Records from a dataset
########################################

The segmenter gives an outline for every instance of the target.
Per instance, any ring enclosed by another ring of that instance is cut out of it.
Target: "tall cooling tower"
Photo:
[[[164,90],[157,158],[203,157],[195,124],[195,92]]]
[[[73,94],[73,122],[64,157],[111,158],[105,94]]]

########################################

### Required work
Quote all of the entries exactly as they appear.

### Answer for this exercise
The segmenter gives an outline for every instance of the target.
Per instance, any ring enclosed by another ring of that instance is cut out of it.
Target: "tall cooling tower"
Photo:
[[[164,90],[157,158],[203,157],[195,124],[195,92]]]
[[[73,94],[73,122],[64,157],[111,158],[105,94]]]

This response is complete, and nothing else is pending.